Text provided ::
** begin **

AWS Glue
Disclaimer
Your use of this download is governed by Stonebranch’s Terms of Use, which are available at https://www.stonebranch.com/integration-hub/Terms-and-Privacy/Terms-of-Use/
Overview
AWS Glue is a serverless data-preparation service for extract, transform, and load (ETL) operations. It makes it easy for data engineers, data analysts, data scientists, and ETL developers to extract, clean, enrich, normalize, and load data.
This Universal Extension provides the capability to submit a new AWS Glue Job.
Version Information
Template Name | Extension Name | Extension Version | Status |
---|---|---|---|
AWS Glue | ue-aws-glue | 2 (Current 2.1.0) | Fixes and new Features are introduced. |
AWS Glue | ue-aws-glue | 1 | Hot Fixes Only (Until UAC 7.2 and 7.3 are End of Support) |
Refer to Changelog for version history information.
Software Requirements
This integration requires a Universal Agent and a Python runtime to execute the Universal Task.
Software Requirements for Universal Template and Universal Task
Tested with Python version 3.7.6 and 3.11.6 and with the Universal Agent bundled Python distribution.
Software Requirements for Universal Agent
Both Windows and Linux agents are supported.
- Universal Agent for Windows x64 Version >= 7.4.0.0
- Universal Agent for Linux Version >= 7.4.0.0
Software Requirements for Universal Controller
Universal Controller Version >=7.4.0.0
Network and Connectivity Requirements
Extension's Universal Agent host should be able to reach AWS Glue REST endpoints. The AWS Credentials provided in the AWS Glue Universal Task, should have sufficient permissions on AWS to invoke Glue Jobs.
Key Features
This Universal Extension provides the following key features.
- Actions
- Start a Glue job.
- Start a Glue job and wait until it reaches state "success" or "failed".
- Authentication
- Authentication through HTTPS
- Authentication through IAM Role-Based Access Control (RBAC) strategy.
- Input/Output
- Option to pass Input Arguments as UAC script supporting UAC environment variables and UAC Functions.
- Other
- Support for Proxy communication via HTTP/HTTPS protocol.
Import Universal Template
To use the Universal Template, you first must perform the following steps.
This Universal Task requires the Resolvable Credentials feature. Check that the Resolvable Credentials Permitted system property has been set to true.
To import the Universal Template into your Controller, follow the instructions here.
When the files have been imported successfully, refresh the Universal Templates list; the Universal Template will appear on the list.

** end **

Data records ::
** begin **

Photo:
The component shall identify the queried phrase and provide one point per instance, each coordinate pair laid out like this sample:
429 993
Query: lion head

** end **
** begin **

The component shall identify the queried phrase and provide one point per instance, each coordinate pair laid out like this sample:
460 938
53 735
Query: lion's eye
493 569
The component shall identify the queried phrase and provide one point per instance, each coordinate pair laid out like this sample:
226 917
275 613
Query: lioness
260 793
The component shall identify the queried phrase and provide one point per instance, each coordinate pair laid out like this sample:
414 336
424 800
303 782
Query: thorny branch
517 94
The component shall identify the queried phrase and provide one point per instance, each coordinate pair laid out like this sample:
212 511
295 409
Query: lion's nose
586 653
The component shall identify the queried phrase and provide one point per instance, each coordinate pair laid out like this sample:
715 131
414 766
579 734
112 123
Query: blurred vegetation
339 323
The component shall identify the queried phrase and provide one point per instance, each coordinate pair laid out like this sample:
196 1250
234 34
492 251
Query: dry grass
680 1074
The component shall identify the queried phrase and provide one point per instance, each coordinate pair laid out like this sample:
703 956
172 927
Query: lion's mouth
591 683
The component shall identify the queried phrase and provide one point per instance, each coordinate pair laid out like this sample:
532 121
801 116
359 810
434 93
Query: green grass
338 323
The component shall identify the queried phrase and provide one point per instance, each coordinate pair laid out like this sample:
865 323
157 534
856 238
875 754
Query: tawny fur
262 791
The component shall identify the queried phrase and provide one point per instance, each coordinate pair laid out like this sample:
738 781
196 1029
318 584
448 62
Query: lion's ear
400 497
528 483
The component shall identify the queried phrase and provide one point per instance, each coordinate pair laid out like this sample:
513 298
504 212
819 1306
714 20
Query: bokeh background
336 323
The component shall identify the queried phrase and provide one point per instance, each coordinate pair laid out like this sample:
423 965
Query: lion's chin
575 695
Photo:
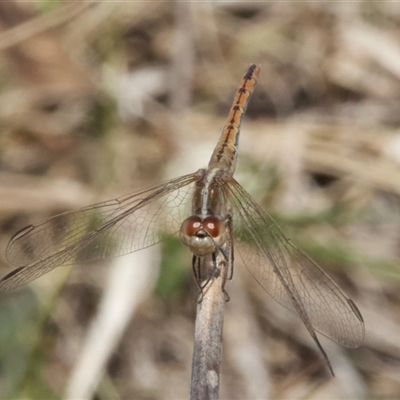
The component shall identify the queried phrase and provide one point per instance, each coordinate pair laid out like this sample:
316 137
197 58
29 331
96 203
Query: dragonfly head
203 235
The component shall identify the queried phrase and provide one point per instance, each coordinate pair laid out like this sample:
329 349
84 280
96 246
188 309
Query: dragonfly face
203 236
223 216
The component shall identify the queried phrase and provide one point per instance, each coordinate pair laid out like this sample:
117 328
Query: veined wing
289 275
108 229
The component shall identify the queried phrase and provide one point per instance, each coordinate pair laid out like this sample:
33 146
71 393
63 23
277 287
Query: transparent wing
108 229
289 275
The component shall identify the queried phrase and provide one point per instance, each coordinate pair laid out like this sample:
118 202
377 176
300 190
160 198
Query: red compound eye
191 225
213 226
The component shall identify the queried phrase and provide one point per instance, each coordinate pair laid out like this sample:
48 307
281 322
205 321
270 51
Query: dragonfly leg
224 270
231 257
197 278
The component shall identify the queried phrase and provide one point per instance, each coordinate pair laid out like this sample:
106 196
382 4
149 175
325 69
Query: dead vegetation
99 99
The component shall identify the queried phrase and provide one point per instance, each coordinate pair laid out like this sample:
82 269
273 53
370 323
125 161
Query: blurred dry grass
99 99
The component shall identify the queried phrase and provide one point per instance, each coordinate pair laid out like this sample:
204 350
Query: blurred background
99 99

** end **

Exercise tasks ::
1. Return each line of the listing that contains the string "blurred", matching case exactly.
2. Continue the AWS Glue extension page, picking up right after its final sentence.
The AWS Glue extension page and the listing are unrelated to each other.

Expected outputs ::
1.
Query: blurred vegetation
Query: blurred dry grass
Query: blurred background

2.
Modifications of this integration, applied by users or customers, before or after import, might affect the supportability of this integration. For more information refer to Integration Modifications.
Configure Universal Task
For a new Universal Task, create a new task, and enter the required input fields.
Input Fields
The input fields for this Universal Extension are described in the following table.
Field | Input type | Default value | Type | Description |
---|---|---|---|---|
Action | Required | Start Job Run | Choice | The action performed upon the task execution. The available actions are as follows.
|
AWS Region Optional since version 1.1.0 | Optional | - | Text | Region for the Amazon Web Service. Find more information about the AWS Service endpoints and quotas here. AWS Region field is optional, however it is necessary to provide a valid AWS Region via this field or one of the other Amazon-supported methods in order for the AWS Glue Task to work properly. |
AWS Credentials Optional since version 1.1.0 | Optional | - | Credentials | The Credentials definition should be as follows.
|
Role Based Access | Optional | False | Boolean | Special type of authorization is provided by Role Assumption where the client sends his own credentials and the role he wants to assume from another user. If allowed, the client receives temporary credentials with limited time access to some resources. |
Role ARN | Optional | - | Text | Role Arn: Amazon Role, which is applied for the connection. Role ARN format: Example RoleArn: arn:aws:iam::119322085622:role .Required when Role Based Access="True". |
Endpoint URL | Optional | - | Text | URL of the AWS endpoint to use instead of the default one. |
Job Name | Required | - | Text | Name of the Glue job that will be invoked. |
Job Run ID | Optional | - | Text | ID of a previous Job Run to retry. |
Security Configuration | Optional | - | Text | Name of the Security Configuration structure to be used with the Job Run. |
Execution Class Introduced in version 2.0.0 | Optional | -- None -- | Choice | Indicates what execution class is used when the job is run. Available options are the following.
|
Worker Type | Optional | -- None -- | Choice | Type of predefined worker that is allocated when a job runs. Available options are the following.
Introduced in version 2.0.0: G.4X, G.8X, G.025X |
Number Of Workers | Optional | - | Integer | Number of workers of a defined Worker Type that are allocated when a job is executed. The maximum number of workers that can be defined are as follows.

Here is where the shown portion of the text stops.